* [Task] Your answer must consist of exactly the lines below, starting with the line with "find the sink" and going on through the line with "find the exposed", and nothing else.

* [Records contained in a dataset]
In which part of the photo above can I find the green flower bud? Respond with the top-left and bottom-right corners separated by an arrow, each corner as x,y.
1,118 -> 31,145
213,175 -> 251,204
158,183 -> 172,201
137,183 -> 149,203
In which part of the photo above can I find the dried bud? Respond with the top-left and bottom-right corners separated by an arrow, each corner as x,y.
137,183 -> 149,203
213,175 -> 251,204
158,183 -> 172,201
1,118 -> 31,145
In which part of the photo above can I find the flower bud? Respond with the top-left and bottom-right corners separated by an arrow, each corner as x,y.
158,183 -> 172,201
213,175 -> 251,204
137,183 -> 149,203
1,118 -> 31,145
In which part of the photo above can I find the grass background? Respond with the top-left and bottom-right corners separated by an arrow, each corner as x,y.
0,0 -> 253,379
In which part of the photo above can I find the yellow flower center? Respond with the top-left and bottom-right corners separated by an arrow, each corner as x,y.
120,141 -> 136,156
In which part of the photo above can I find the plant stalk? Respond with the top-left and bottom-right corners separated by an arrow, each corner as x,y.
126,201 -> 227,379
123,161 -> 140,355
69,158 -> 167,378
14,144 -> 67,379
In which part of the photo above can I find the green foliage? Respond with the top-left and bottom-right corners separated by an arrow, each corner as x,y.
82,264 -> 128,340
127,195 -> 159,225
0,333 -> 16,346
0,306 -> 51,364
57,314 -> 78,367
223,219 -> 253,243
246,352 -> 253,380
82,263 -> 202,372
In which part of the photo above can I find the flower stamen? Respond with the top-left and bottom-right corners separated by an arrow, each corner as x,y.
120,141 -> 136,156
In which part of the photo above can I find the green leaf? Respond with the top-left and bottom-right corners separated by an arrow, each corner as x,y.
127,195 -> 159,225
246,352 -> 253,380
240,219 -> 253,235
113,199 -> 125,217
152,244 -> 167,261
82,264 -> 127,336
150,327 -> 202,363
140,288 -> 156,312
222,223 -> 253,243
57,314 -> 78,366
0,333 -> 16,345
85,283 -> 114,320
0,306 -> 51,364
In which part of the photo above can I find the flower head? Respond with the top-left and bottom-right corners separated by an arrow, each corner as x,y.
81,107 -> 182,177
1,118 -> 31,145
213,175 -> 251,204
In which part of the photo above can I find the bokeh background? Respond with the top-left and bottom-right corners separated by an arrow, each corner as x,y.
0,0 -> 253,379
* * *
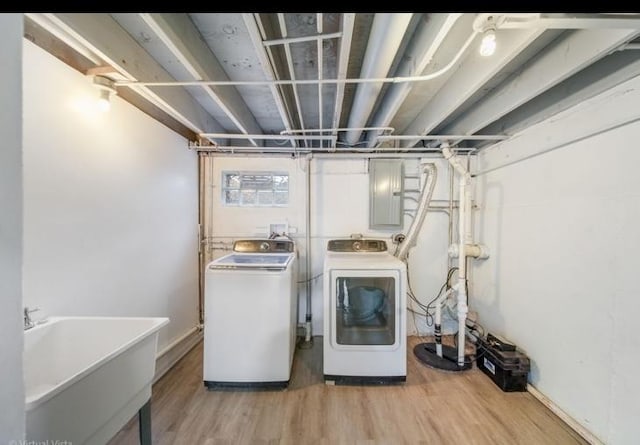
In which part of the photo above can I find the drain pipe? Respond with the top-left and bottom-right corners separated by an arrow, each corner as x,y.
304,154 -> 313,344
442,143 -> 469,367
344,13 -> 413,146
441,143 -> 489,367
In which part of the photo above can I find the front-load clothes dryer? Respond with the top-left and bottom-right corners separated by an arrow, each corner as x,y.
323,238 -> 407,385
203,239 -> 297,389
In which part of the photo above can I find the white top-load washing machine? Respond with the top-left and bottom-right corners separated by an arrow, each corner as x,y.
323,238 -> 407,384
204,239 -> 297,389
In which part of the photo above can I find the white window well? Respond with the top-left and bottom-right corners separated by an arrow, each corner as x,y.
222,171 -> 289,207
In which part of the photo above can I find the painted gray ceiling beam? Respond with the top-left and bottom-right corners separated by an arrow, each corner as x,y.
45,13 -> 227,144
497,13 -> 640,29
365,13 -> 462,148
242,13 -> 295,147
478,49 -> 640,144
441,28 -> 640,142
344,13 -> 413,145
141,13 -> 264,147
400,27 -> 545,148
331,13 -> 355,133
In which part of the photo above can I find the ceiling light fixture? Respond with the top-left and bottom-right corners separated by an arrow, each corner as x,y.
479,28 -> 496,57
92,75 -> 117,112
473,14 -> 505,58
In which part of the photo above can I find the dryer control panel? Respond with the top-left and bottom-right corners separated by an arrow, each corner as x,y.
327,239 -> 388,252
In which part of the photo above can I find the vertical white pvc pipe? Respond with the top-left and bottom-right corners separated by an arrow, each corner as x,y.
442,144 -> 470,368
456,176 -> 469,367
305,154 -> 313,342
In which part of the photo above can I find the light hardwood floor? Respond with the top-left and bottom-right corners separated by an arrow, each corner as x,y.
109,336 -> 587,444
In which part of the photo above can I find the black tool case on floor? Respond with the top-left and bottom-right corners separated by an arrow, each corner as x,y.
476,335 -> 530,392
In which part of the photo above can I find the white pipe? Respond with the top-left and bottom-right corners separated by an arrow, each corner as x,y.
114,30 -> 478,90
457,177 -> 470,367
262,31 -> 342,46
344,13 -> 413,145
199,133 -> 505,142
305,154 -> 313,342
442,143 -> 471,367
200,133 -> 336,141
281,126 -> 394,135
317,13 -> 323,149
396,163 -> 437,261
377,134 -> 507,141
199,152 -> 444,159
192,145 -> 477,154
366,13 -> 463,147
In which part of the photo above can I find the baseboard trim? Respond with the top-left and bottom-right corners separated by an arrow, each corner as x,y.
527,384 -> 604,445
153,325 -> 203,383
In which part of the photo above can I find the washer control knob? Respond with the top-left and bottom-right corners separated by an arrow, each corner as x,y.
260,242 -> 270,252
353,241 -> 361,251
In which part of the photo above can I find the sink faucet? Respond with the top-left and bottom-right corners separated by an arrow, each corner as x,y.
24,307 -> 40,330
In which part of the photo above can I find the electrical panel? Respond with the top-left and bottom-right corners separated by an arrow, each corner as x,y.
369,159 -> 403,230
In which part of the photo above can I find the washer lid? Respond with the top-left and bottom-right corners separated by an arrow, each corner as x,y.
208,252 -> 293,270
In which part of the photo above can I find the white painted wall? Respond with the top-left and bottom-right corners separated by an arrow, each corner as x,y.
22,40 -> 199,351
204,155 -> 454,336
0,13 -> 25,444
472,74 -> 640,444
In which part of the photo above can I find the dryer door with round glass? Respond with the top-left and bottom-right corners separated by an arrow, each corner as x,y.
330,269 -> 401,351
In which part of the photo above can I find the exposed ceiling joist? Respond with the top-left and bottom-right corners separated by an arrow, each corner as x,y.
...
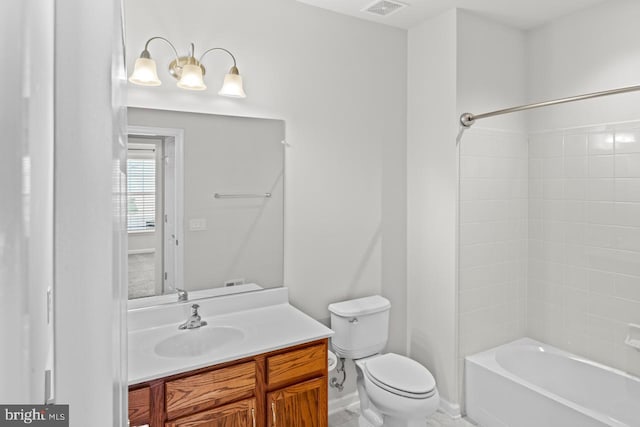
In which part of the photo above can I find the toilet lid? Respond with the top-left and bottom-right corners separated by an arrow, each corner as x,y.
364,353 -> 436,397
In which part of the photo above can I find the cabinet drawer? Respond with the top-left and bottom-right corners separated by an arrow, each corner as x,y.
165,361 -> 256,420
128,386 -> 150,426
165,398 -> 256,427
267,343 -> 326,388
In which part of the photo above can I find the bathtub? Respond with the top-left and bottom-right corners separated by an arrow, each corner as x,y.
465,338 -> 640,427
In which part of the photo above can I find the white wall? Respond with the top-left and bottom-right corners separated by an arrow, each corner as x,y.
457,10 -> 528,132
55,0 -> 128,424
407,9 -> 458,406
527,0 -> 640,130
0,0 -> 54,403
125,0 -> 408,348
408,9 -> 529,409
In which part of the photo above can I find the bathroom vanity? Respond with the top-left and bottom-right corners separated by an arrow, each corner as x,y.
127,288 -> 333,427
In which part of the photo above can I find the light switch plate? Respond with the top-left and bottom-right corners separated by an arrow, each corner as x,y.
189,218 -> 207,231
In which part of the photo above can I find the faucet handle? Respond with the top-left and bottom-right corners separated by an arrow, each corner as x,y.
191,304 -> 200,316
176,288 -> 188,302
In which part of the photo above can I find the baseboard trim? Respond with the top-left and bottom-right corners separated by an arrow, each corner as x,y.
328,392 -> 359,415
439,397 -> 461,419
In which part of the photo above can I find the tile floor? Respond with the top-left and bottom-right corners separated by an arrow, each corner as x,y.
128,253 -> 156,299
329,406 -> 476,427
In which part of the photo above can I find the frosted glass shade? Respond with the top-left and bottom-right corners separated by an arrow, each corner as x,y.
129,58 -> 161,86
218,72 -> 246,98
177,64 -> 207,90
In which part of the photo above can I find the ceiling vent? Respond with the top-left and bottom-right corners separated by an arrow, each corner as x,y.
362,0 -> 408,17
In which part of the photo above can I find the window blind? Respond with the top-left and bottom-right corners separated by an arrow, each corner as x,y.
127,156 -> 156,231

* [Expected answer]
In which part of the photo above can I find the sink faucet? Respond with the top-left and bottom-right corners separated by an arrow, each corner as x,y.
24,307 -> 40,330
In which part of the photo above can I find the electrical panel? Respond with the top-left and bottom-right corners separated by an arrow, each corner as x,y.
369,159 -> 403,230
In which part of the photo above can I find the washer lid? Respond with the top-left and bottom-right corners separated by an arrow, each corner as x,y.
208,252 -> 293,270
In which part of the photo above can I find the white painted wall? Respond with the top-left and bottom-right corners separated by an arrow, each corner as x,y.
22,40 -> 199,351
204,155 -> 454,336
0,13 -> 25,444
472,74 -> 640,444
In which part of the photo above can I find the dryer door with round glass? Respond with the top-left and bottom-right corners separated by an arrow, each corner as x,y.
330,269 -> 401,351
In which part of the photo above can I find the exposed ceiling joist? Respond with the top-left and bottom-right corners separated by an arrow, each corner as x,y.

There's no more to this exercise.